── Provided records
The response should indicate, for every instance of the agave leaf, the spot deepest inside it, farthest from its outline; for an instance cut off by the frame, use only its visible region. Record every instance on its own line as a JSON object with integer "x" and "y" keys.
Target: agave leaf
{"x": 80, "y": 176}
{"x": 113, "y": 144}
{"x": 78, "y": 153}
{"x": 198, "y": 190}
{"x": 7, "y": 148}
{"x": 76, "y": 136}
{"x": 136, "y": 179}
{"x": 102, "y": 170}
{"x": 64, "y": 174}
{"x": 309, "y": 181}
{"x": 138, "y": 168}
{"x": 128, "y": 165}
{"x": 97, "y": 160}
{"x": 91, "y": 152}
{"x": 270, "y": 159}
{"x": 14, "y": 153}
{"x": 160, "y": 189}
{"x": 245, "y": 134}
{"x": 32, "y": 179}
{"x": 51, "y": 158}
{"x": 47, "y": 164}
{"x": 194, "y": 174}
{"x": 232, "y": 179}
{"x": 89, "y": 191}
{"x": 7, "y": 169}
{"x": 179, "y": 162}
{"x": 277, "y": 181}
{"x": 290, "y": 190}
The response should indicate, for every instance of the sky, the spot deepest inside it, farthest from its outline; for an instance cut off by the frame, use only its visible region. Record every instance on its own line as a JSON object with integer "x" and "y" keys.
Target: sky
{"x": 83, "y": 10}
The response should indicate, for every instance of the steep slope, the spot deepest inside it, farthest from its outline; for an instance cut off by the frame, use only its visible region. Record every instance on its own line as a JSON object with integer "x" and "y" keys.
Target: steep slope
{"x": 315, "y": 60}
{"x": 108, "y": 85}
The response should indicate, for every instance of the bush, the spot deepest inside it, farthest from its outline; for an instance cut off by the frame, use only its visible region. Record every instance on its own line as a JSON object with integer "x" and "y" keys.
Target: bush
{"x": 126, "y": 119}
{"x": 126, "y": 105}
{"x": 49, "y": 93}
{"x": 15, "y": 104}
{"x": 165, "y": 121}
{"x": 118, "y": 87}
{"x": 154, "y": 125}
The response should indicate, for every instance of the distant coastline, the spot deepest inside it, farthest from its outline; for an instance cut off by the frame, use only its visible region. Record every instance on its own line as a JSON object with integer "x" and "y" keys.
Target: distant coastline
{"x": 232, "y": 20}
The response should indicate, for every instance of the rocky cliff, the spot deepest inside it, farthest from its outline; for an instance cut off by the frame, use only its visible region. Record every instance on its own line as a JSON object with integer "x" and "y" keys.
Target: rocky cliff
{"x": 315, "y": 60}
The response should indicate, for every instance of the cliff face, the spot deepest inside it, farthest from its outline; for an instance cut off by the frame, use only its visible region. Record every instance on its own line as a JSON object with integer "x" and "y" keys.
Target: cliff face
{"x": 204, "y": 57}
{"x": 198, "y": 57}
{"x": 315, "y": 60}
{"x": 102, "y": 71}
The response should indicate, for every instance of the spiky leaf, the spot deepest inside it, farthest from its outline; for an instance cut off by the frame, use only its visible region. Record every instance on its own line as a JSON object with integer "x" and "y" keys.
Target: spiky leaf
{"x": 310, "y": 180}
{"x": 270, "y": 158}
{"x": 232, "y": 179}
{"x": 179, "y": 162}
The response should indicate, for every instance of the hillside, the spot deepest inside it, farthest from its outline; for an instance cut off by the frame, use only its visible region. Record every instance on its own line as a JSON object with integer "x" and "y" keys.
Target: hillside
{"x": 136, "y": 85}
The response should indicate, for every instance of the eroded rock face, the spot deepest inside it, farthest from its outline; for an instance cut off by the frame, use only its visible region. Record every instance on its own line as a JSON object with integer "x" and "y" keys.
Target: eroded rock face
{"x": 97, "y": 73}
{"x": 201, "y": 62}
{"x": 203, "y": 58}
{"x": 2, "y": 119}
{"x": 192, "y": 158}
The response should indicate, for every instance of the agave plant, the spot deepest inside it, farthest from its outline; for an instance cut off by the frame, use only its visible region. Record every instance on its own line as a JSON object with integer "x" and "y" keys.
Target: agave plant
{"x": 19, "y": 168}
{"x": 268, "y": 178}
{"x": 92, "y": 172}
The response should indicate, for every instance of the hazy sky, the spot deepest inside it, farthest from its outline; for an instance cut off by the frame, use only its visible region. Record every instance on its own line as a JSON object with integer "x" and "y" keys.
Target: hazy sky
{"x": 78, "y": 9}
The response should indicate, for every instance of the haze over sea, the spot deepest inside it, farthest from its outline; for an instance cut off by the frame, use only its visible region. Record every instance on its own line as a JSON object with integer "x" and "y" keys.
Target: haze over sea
────
**What is expected**
Can you edit the records above so that every "farthest from its outline" becomes "farthest from its edge", with nothing else altered?

**Answer to the task**
The response should indicate, for every instance of the agave leaf, the spot deepest inside it, farthest from its edge; for an instance cut off by the frame, use only its visible region. Record every instance on its own line as a JSON object with integer "x" and "y" keys.
Target: agave leaf
{"x": 80, "y": 176}
{"x": 113, "y": 144}
{"x": 78, "y": 153}
{"x": 198, "y": 190}
{"x": 7, "y": 148}
{"x": 76, "y": 136}
{"x": 136, "y": 179}
{"x": 102, "y": 170}
{"x": 64, "y": 174}
{"x": 309, "y": 181}
{"x": 138, "y": 168}
{"x": 128, "y": 165}
{"x": 97, "y": 160}
{"x": 91, "y": 152}
{"x": 270, "y": 159}
{"x": 14, "y": 153}
{"x": 160, "y": 189}
{"x": 245, "y": 134}
{"x": 32, "y": 179}
{"x": 51, "y": 158}
{"x": 47, "y": 164}
{"x": 194, "y": 174}
{"x": 232, "y": 179}
{"x": 89, "y": 191}
{"x": 7, "y": 169}
{"x": 179, "y": 162}
{"x": 277, "y": 181}
{"x": 290, "y": 190}
The response should indicate, for every instance of the sky, the spot deepest inside it, farthest from its edge; for an instance cut off by the frame, use only its visible region. Record every instance on its own line as a JSON object with integer "x" and "y" keys.
Target: sky
{"x": 83, "y": 10}
The response should indicate, for every instance of the steep slope, the spot deepest inside it, farthest from its edge; for an instance cut off by the frame, use only its visible region. Record every instance on its own line as a JSON object with integer "x" and "y" keys.
Target: steep slope
{"x": 315, "y": 60}
{"x": 108, "y": 85}
The response should indicate, for every instance of the bush, the spot deepest inside it, farthest from its edge; for an instance cut off by the frame, use only its visible region. Record every instance on its own line as a JSON object with integer "x" and "y" keys.
Target: bush
{"x": 126, "y": 119}
{"x": 126, "y": 105}
{"x": 49, "y": 93}
{"x": 15, "y": 104}
{"x": 165, "y": 121}
{"x": 118, "y": 87}
{"x": 154, "y": 125}
The response should indicate, for every instance of the distant coastline, the spot deepest inside it, farthest from its edge; for an instance cut off by the frame, use only its visible region. Record every instance on its own line as a JSON object with integer "x" and "y" keys.
Target: distant coastline
{"x": 232, "y": 20}
The response should indicate, for every instance of the rocky cliff, the spot deepest inside it, farthest from its edge; for an instance cut off by the frame, use only its visible region. Record every instance on its own line as a JSON object with integer "x" and "y" keys.
Target: rocky cliff
{"x": 315, "y": 60}
The response should indicate, for every instance of the cliff face, the spot deepest inside it, farthest from its edge; for an instance cut off by the frame, use only its visible region. Record every instance on its own line as a JSON object with integer "x" and "y" keys.
Target: cliff face
{"x": 204, "y": 57}
{"x": 198, "y": 57}
{"x": 315, "y": 60}
{"x": 102, "y": 71}
The response should indicate, for every instance of the spiky leaf, the spot deepest inside it, farthest from its edge; for an instance cut off by the frame, use only its visible region. Record every instance on its own line as a JSON object with integer "x" and "y" keys.
Target: spiky leaf
{"x": 310, "y": 180}
{"x": 270, "y": 158}
{"x": 232, "y": 179}
{"x": 179, "y": 162}
The response should indicate, for every instance of the hillside, the spot deepest inside it, farthest from its edge; for an instance cut off by the frame, use only its visible region. Record every instance on its own line as a JSON object with integer "x" and "y" keys.
Target: hillside
{"x": 136, "y": 85}
The response should indicate, for every instance of the eroded rock face, the spot deepest inside it, farthest from its edge; for an instance cut off by the frame, use only its visible region. Record every instance on its own line as a JSON object with integer "x" and "y" keys.
Target: eroded rock face
{"x": 97, "y": 73}
{"x": 201, "y": 62}
{"x": 203, "y": 58}
{"x": 2, "y": 119}
{"x": 192, "y": 158}
The response should indicate, for every instance of the agave plant, the spot deepest inside it, farthest from its edge; for an instance cut off by the frame, use only its visible region. Record every instance on its own line as a JSON object with integer "x" and "y" keys.
Target: agave plant
{"x": 19, "y": 168}
{"x": 268, "y": 178}
{"x": 92, "y": 172}
The response should indicate, for every instance of the hazy sky, the spot deepest inside it, farthest from its edge; for an instance cut off by the frame, use only its visible region. Record every instance on its own line as a JSON object with integer "x" and "y" keys.
Target: hazy sky
{"x": 78, "y": 9}
The response should indicate, for every instance of the haze over sea, the spot deepest inside it, farthest from its edge; for an instance cut off by the frame, use only its visible region. Record every instance on its own line as a JSON object with integer "x" and "y" keys.
Target: haze over sea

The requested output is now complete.